What the task asks:
What you give back must match the data character for character.

-- Records for the exercise follows --

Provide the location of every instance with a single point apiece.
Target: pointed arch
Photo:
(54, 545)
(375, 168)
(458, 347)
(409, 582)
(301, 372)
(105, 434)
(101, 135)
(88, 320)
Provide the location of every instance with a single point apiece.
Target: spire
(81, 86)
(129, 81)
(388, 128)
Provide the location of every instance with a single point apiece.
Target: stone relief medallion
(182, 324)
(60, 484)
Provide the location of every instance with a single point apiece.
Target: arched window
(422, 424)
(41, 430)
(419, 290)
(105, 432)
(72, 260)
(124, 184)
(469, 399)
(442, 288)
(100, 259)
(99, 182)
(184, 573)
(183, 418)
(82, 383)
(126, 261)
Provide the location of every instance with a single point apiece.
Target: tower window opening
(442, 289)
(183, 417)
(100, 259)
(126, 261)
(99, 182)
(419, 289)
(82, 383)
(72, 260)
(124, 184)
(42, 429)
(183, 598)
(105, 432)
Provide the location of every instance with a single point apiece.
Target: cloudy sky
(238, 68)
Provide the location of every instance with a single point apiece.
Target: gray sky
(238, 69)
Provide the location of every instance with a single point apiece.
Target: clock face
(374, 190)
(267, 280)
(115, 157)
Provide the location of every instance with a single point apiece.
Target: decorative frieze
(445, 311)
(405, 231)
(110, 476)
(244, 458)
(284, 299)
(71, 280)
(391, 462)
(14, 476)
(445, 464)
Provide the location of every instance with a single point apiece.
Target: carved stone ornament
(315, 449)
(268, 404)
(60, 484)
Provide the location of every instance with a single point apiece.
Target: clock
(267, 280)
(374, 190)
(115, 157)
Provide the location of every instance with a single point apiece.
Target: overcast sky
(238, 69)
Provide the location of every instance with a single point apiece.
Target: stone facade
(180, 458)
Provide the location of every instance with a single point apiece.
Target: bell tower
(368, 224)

-- Records for the exercise concluded --

Your response:
Provide the location of every instance with a single point apiece.
Target: pointed arch
Photo:
(54, 545)
(375, 168)
(458, 347)
(409, 582)
(301, 372)
(105, 434)
(101, 135)
(88, 320)
Provide the location of every instance with a single point apiece.
Target: spire
(81, 86)
(129, 81)
(388, 128)
Provide the location of every instance with a single point apiece.
Target: stone relief medallion
(182, 324)
(60, 484)
Provide the location of every instance with a single point apiece.
Target: arched window
(422, 424)
(41, 430)
(419, 290)
(105, 432)
(72, 260)
(124, 184)
(469, 399)
(442, 288)
(100, 259)
(99, 182)
(184, 573)
(183, 418)
(82, 383)
(126, 261)
Provide the location of every instance with a single point apiece.
Target: tower window opening
(442, 289)
(183, 417)
(100, 259)
(126, 261)
(99, 182)
(419, 289)
(82, 383)
(72, 260)
(124, 184)
(42, 429)
(183, 598)
(105, 432)
Provide the location of every instance with a single point apiece.
Target: cloudy sky
(238, 68)
Provide the location of every instance with a single point apiece.
Target: gray sky
(238, 69)
Provide the location of every instance with a single point apiece.
Target: clock face
(374, 190)
(267, 280)
(115, 157)
Provide the location of every instance with a single point apiece.
Target: decorative frieze
(445, 311)
(405, 231)
(110, 476)
(244, 458)
(284, 299)
(71, 280)
(391, 462)
(14, 476)
(445, 464)
Provide the location of every instance with a single point apiece.
Target: carved stone ornament
(315, 449)
(268, 404)
(60, 484)
Provide the location of every instance with a single point apiece.
Target: clock
(267, 280)
(374, 190)
(115, 157)
Provide the location of every instance with a single point apiece.
Target: overcast sky
(238, 69)
Provide the location of every instance with a single point apiece.
Target: stone facade
(180, 458)
Provide the location of every instance with a single point apiece.
Target: bell tower
(368, 224)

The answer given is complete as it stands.